RECORDS SHOWN:
+ + + +

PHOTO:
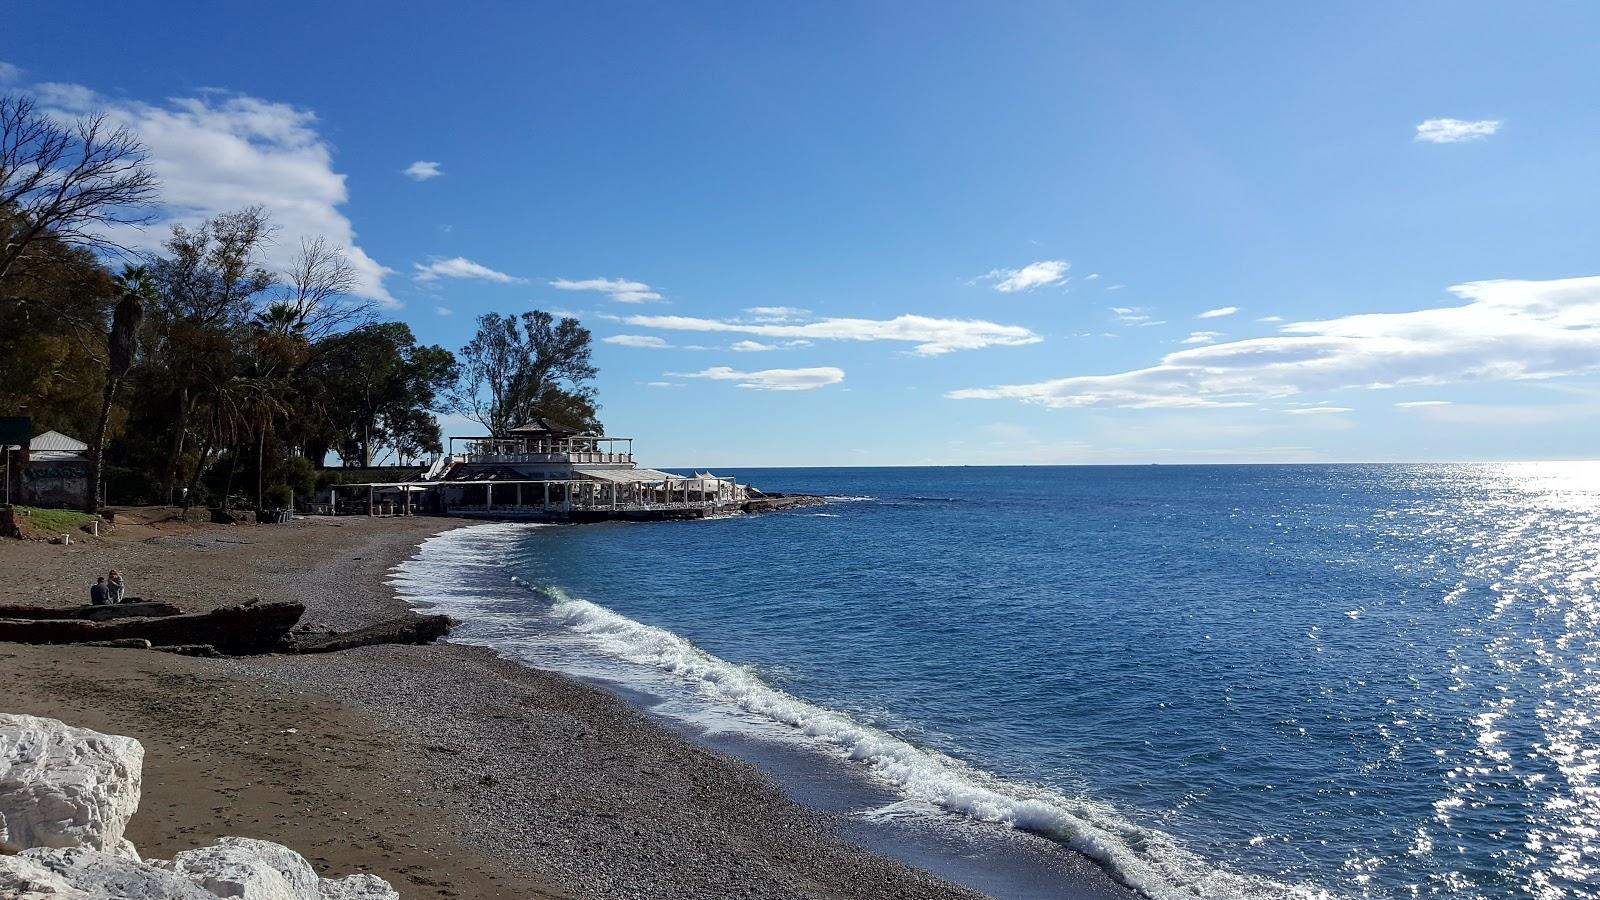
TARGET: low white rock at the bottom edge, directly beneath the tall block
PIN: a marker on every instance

+ + + +

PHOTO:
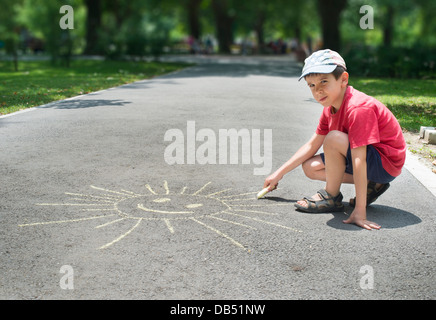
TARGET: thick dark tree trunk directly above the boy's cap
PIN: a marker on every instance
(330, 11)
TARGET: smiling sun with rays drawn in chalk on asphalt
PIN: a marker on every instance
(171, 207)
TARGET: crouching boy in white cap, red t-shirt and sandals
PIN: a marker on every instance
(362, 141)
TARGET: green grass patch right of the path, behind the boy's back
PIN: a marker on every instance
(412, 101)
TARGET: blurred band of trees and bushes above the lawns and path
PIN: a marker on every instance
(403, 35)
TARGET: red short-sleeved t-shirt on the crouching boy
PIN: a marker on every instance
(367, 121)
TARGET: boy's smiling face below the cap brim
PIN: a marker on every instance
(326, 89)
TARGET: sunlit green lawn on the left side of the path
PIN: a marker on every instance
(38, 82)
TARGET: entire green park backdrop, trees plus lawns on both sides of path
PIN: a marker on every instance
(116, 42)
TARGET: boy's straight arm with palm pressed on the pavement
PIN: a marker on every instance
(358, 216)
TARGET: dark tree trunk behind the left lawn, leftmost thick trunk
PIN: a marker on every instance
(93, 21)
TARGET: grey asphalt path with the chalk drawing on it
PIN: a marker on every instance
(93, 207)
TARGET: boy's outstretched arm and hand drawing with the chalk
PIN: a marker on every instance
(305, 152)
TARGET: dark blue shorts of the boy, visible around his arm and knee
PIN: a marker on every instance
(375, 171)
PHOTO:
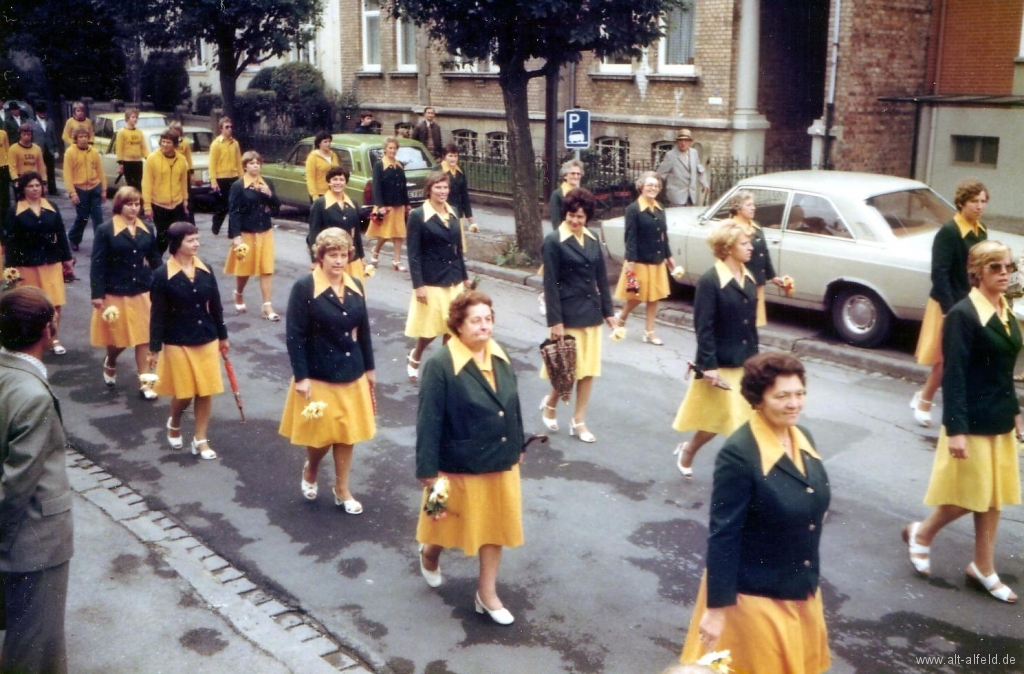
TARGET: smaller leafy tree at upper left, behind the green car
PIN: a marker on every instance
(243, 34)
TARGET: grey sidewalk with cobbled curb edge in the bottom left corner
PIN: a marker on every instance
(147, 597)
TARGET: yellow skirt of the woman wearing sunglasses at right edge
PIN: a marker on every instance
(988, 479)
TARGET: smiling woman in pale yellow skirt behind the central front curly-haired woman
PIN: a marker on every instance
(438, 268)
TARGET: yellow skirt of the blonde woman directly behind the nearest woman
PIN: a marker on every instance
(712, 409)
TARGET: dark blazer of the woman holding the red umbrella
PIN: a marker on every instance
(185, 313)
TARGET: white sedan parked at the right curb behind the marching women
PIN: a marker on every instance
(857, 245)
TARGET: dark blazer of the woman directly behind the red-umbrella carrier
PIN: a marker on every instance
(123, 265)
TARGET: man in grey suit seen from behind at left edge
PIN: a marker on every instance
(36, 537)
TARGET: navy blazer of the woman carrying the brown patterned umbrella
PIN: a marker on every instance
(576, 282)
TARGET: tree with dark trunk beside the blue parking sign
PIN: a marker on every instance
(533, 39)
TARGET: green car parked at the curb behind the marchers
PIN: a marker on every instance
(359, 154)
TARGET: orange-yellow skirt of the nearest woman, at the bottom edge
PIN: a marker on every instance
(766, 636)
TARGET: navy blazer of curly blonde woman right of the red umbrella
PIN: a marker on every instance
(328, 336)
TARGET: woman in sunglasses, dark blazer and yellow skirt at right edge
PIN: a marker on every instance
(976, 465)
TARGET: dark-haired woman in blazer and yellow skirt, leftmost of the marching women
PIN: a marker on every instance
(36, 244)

+ + + +

AIM OF THE TASK: Go through the material above, and wherever a line contains the string "chalk", return it.

COMPLETED EXERCISE:
TARGET: smiling sun with rays drawn in chalk on asphalt
TARGET: grey asphalt path with the chalk drawing on it
TARGET: boy's outstretched arm and hand drawing with the chalk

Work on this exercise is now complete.